[Records from a dataset]
-.-.-

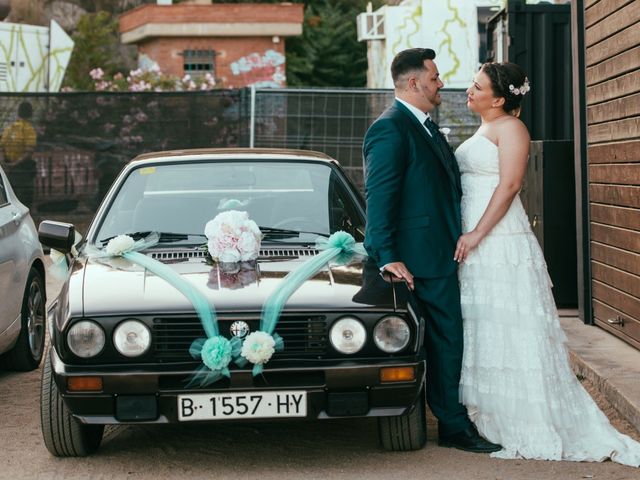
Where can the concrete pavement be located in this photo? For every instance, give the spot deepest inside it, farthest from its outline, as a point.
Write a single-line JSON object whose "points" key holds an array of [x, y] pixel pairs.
{"points": [[610, 364]]}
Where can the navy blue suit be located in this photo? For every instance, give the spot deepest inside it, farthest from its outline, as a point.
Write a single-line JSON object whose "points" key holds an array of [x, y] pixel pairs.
{"points": [[412, 187]]}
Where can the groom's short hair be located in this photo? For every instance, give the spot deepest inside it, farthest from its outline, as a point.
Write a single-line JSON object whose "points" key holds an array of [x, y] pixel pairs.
{"points": [[410, 59]]}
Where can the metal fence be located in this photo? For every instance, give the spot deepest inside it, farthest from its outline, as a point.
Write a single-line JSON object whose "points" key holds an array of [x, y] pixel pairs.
{"points": [[84, 139]]}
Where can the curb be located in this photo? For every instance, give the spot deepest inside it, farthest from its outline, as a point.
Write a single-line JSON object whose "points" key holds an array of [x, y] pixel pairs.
{"points": [[610, 364]]}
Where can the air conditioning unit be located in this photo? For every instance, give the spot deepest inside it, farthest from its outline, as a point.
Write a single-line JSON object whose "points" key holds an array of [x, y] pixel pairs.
{"points": [[370, 26]]}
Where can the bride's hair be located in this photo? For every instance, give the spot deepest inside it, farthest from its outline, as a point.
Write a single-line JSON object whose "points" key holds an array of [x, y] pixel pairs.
{"points": [[508, 81]]}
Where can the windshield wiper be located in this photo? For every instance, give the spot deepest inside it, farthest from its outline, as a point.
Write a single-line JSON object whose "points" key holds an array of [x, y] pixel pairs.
{"points": [[287, 233], [165, 237]]}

-.-.-

▶ PROBLEM TO SOLVE
Recast these records as a two-column CSV with the header "instruction" and "output," one row per record, putting each record's text and its answer in their own quoted fields and turning line breaks into spaces. Cover every record and omit the pictures.

▶ FINISHED EXERCISE
instruction,output
"Where can the concrete pavement be located in this photo? For every instance, give the spot deepest inside it, farthest from its outline, as a point. Write a single-line JSON object whose ""points"" key holds an array of [x, y] pixel pairs.","{""points"": [[610, 364]]}"
"Where can the navy blue suit be located in this photo? For every instance, give the spot deepest inside it, farthest from its outline, as a point. Write a single-line JSON object whose ""points"" key holds an array of [x, y] pixel pairs.","{""points"": [[412, 187]]}"
"Where can the groom's short hair be located in this photo? For every instance, give the spot deepest inside it, farthest from its outline, as a point. Write a single-line JSON object whose ""points"" key holds an array of [x, y] pixel pairs.","{""points"": [[410, 59]]}"
"Where can the metal fence be located in this photo? For every instance, give the spot deepest inside it, farthest from its outline, as a point. Write a single-line JSON object whose ""points"" key holds an array of [x, y] pixel pairs.","{""points"": [[84, 139]]}"
"Where can the curb be located in this photo? For every instance, give the spot deepest inside it, farthest from its outline, as a point. Write a single-line JSON object whose ""points"" key holds an array of [x, y] pixel pairs.","{""points"": [[610, 364]]}"
"Where can the air conditioning unit be located in this photo? For every instance, give the spot deepest inside it, farthest from its outline, as a point. Write a single-line JSON object whose ""points"" key holds an array of [x, y] pixel pairs.","{""points"": [[370, 26]]}"
"Where can the bride's hair be located in this photo? For every instance, give the spot deepest inside it, farthest from its outline, as a point. Write a single-line JSON object whose ""points"" key holds an array of [x, y] pixel pairs.","{""points"": [[508, 81]]}"
"Where can the windshield wiper be located in this photo? For every instance, give the spot deepest inside it, farthest from its outline, as a point. Write a single-line JSON object whose ""points"" key holds an array of [x, y] pixel pairs.","{""points"": [[287, 233], [165, 237]]}"